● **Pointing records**
<<<<
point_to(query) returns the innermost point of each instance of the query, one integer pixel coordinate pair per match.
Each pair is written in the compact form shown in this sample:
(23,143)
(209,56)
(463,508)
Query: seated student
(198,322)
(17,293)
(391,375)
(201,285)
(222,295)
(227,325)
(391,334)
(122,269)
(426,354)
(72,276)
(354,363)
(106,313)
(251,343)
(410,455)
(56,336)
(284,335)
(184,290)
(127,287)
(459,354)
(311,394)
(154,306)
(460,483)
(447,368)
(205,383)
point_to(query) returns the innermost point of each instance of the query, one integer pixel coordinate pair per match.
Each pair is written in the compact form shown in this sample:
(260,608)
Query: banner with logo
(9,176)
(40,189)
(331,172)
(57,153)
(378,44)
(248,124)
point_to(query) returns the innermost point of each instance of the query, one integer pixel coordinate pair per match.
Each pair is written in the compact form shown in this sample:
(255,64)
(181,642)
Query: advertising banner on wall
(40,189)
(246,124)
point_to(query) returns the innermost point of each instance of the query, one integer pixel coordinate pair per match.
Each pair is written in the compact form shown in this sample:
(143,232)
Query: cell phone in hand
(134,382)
>>>>
<<<<
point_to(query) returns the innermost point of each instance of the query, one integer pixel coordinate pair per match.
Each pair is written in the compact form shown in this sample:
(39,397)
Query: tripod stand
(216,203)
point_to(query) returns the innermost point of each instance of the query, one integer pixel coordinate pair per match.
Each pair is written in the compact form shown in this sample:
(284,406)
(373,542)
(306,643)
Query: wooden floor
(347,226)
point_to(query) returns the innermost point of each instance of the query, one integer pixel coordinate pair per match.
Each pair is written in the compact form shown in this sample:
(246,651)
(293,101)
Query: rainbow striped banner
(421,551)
>>>>
Find every line in the records above that contains the string "banner", and copy each of those lines. Treat uppercase and lowercase letters as different.

Query: banner with logo
Query: advertising banner on wall
Query: rainbow striped banner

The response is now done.